─── Task material ───

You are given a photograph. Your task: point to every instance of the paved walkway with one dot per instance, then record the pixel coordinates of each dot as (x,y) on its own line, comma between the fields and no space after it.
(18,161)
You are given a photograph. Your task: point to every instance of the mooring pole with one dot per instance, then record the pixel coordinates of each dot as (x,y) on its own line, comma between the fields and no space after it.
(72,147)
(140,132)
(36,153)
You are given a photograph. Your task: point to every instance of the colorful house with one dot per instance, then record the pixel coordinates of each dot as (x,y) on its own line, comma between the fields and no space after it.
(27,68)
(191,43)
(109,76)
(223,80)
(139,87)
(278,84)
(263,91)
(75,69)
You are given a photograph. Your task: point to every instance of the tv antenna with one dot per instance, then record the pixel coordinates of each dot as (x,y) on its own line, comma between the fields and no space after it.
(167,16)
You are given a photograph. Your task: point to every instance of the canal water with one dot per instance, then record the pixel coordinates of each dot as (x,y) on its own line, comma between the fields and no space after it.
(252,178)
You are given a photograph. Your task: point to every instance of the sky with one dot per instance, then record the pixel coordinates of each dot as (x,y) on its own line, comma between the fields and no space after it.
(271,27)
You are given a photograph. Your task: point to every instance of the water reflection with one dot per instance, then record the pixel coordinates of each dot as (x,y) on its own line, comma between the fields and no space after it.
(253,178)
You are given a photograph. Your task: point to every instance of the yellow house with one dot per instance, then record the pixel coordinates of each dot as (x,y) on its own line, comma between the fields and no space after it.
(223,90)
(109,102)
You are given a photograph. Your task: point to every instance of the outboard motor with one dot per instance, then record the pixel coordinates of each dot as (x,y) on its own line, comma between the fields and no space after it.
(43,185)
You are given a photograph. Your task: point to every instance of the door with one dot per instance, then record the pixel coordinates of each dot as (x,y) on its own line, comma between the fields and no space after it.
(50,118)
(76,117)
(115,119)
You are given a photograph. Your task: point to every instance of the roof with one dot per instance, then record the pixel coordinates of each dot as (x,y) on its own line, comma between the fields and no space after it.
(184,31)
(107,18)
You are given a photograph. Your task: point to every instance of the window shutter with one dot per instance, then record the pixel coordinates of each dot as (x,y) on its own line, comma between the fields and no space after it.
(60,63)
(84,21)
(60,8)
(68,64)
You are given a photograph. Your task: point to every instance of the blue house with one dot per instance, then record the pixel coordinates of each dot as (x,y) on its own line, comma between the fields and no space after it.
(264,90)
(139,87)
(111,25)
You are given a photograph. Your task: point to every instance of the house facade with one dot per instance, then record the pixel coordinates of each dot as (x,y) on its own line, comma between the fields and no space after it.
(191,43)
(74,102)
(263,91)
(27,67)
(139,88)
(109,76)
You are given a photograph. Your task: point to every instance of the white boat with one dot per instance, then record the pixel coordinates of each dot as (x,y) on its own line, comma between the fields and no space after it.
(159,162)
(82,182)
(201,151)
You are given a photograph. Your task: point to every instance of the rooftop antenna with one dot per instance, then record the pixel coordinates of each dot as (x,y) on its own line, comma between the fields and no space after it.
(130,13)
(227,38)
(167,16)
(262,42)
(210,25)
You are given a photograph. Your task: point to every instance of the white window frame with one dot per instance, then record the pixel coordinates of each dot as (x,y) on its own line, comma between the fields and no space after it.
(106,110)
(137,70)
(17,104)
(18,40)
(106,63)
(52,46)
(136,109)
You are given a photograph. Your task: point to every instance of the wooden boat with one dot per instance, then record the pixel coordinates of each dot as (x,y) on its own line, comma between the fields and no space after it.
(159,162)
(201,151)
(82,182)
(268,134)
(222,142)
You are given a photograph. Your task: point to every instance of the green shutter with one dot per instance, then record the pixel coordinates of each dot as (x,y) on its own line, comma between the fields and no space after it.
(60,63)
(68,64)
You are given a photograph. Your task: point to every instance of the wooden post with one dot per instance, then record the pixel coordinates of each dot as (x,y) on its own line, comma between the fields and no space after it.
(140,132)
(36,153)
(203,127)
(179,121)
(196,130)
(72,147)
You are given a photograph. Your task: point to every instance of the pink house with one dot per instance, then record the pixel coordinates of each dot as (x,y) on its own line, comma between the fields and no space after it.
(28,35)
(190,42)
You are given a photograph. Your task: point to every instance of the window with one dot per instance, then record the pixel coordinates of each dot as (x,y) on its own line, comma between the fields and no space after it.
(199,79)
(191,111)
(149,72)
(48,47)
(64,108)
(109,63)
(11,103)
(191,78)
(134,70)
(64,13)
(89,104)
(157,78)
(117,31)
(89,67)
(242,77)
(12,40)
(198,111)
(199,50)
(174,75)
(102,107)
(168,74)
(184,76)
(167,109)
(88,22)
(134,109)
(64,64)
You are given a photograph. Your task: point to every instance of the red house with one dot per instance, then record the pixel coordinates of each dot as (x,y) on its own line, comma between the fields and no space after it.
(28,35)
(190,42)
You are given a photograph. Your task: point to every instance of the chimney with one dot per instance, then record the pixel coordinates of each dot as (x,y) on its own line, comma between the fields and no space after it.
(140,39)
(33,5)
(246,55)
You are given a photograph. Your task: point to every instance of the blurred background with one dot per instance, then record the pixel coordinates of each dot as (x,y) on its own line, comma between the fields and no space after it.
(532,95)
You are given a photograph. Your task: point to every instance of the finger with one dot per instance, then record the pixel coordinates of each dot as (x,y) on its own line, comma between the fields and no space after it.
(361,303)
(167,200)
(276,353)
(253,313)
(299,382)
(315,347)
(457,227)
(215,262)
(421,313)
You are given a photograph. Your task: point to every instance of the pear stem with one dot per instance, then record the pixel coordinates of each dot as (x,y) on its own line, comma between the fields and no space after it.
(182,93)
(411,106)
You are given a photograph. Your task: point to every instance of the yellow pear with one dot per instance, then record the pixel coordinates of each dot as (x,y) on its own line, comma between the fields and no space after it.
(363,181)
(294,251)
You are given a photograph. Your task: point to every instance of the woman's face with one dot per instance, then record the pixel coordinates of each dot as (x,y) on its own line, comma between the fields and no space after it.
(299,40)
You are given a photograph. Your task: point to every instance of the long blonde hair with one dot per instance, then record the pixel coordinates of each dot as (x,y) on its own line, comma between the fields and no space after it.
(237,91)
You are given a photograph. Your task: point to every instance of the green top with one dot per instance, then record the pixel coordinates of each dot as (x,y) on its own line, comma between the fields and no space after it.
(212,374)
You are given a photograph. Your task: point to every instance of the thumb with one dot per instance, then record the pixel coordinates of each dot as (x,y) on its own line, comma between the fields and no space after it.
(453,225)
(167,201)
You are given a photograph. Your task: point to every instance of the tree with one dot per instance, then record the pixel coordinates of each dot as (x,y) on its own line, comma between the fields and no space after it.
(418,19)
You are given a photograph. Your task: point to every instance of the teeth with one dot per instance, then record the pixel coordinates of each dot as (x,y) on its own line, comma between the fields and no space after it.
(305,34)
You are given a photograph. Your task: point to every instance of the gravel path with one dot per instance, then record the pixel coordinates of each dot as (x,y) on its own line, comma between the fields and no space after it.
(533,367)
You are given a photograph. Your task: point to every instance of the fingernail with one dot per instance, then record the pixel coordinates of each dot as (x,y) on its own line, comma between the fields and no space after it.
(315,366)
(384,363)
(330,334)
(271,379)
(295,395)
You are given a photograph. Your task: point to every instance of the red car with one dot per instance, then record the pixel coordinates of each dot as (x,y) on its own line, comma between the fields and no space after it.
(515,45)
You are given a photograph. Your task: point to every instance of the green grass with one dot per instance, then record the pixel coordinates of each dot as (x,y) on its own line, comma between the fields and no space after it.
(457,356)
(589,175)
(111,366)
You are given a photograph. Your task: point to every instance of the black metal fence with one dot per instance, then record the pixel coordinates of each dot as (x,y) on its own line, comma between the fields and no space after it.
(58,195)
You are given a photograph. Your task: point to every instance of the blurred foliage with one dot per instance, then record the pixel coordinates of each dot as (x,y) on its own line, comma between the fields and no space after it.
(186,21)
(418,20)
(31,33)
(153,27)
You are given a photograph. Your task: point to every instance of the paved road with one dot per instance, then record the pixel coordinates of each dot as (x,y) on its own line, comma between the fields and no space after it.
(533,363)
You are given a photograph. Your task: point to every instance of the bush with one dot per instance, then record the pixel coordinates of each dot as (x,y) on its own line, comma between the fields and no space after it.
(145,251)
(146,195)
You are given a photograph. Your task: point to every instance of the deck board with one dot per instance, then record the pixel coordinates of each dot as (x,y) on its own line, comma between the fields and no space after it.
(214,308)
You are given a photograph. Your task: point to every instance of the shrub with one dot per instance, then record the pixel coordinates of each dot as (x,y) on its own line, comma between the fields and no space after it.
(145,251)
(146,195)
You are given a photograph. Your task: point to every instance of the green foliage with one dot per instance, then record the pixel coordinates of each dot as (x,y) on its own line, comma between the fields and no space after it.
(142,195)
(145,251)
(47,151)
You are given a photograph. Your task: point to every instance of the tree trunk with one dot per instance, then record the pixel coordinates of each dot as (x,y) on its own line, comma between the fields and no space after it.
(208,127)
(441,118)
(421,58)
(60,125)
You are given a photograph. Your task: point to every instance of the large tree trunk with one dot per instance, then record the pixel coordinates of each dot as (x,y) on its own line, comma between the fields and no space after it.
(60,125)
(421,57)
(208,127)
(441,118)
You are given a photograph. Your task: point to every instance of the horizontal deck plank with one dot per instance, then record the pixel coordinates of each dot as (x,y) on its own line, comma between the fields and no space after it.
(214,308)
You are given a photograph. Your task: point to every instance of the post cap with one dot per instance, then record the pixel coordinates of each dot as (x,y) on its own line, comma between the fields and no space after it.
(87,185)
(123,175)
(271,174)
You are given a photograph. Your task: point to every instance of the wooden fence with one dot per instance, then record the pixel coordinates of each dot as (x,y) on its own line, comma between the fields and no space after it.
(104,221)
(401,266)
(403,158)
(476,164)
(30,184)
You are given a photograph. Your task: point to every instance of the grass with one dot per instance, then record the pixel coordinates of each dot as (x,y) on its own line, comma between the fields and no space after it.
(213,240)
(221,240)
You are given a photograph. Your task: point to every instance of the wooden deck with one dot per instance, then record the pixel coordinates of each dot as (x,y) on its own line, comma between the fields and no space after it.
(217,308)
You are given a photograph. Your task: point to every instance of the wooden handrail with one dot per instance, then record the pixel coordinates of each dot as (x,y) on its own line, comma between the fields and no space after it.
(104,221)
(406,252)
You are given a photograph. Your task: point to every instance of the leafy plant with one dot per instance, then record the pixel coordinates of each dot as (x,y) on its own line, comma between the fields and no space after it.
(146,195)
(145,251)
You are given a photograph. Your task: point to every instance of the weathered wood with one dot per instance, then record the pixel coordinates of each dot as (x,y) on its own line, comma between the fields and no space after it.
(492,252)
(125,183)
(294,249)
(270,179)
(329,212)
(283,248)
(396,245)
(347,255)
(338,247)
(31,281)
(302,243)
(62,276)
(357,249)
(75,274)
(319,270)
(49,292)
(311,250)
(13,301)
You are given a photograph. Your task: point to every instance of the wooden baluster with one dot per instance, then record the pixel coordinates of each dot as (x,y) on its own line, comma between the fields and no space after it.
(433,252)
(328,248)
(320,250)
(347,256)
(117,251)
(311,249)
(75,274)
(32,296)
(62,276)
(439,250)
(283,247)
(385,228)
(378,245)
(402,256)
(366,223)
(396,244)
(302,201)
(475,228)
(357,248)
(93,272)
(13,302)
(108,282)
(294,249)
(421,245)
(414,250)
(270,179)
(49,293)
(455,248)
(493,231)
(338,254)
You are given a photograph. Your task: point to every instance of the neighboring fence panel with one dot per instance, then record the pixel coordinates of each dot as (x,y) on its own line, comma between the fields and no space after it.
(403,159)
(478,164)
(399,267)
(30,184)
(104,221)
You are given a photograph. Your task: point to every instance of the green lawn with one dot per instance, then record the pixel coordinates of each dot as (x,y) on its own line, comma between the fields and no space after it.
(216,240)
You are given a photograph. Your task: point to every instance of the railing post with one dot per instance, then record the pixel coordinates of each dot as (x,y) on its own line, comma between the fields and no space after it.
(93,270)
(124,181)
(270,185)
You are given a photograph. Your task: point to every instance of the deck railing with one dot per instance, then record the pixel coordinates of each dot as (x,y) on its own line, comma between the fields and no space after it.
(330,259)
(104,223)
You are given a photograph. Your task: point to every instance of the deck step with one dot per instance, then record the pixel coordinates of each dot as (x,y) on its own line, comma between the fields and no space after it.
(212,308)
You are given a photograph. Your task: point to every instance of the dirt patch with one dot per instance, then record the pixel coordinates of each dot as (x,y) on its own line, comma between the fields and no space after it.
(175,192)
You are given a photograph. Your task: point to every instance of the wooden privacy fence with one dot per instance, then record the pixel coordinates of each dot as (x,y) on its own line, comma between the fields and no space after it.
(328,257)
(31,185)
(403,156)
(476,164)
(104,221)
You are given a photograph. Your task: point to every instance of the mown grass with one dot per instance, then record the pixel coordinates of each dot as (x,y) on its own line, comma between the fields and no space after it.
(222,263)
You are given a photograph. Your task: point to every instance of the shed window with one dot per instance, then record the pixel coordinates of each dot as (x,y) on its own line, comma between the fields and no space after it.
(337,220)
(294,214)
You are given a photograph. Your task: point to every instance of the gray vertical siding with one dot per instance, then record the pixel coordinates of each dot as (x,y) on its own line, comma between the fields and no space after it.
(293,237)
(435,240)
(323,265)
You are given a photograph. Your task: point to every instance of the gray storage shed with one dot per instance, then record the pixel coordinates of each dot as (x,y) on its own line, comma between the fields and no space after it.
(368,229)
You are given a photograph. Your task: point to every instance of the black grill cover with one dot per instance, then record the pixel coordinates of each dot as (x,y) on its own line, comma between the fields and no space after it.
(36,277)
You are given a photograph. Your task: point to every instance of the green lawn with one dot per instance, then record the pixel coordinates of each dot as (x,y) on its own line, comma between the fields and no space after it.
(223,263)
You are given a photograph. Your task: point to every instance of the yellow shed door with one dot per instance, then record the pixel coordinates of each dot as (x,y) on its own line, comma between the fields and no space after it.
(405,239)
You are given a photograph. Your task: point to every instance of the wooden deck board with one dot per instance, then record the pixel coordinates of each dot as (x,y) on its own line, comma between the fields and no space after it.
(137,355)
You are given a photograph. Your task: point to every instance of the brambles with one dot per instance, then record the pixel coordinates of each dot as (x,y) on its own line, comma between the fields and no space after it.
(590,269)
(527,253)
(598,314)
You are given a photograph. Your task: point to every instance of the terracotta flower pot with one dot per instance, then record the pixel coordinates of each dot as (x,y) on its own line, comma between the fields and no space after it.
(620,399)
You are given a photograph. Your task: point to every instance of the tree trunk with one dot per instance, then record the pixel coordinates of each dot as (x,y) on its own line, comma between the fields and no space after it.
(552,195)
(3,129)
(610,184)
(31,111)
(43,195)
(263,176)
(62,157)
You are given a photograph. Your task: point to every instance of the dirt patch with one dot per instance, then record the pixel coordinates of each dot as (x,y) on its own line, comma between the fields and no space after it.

───

**How to complete this task**
Please transcribe the lines from the one containing "of the terracotta" through the last line of the records. Include both ends and nothing else.

**Result for this exercise**
You are given a photograph. Your task: point to every instance of the terracotta flower pot with one dot per instance, then record the pixel coordinates of each dot as (x,y) on its own line, comma between the fields and no space after it.
(620,399)
You are given a photograph. Your task: point to every instance of the tree trunk with one dot per instance, then record the pixel coordinates of each dot as (x,y) on its own line, comma between the fields and no space after it.
(552,195)
(3,129)
(610,184)
(31,111)
(43,195)
(263,176)
(62,157)
You are given a photograph. Your task: point to every instance of the dirt patch with one dot per instance, then record the pixel coordinates of each dot as (x,y) on its own line, comma between the fields and no space after it.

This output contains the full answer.